• Required work:
Reproduce the listing below, switching every "rough mask" to "coarse mask" and keeping all other text unchanged.

Segmentation mask data:
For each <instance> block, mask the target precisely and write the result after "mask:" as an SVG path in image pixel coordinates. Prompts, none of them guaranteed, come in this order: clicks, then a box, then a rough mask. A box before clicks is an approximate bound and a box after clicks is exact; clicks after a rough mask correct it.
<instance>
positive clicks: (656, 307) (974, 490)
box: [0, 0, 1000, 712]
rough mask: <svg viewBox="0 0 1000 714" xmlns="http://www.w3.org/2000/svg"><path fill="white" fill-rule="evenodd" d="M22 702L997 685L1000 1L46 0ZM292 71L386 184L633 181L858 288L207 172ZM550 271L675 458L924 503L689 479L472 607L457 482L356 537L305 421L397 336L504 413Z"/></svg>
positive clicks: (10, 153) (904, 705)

• Your response:
For each <instance> block, mask the target precisely and write the result after "mask:" as an SVG path in image pixel coordinates. Prompts, none of them guaranteed, come in this order: clicks, then a box, then a coarse mask. A box before clicks is an approximate bound and a box after clicks is exact; clicks after a coarse mask correct it.
<instance>
positive clicks: (656, 307) (974, 490)
box: [0, 0, 1000, 712]
coarse mask: <svg viewBox="0 0 1000 714" xmlns="http://www.w3.org/2000/svg"><path fill="white" fill-rule="evenodd" d="M22 702L997 685L1000 1L46 0ZM292 71L386 184L633 181L858 288L207 172ZM550 271L675 458L924 503L689 479L472 607L457 482L356 537L305 421L397 336L504 413Z"/></svg>
positive clicks: (10, 153) (904, 705)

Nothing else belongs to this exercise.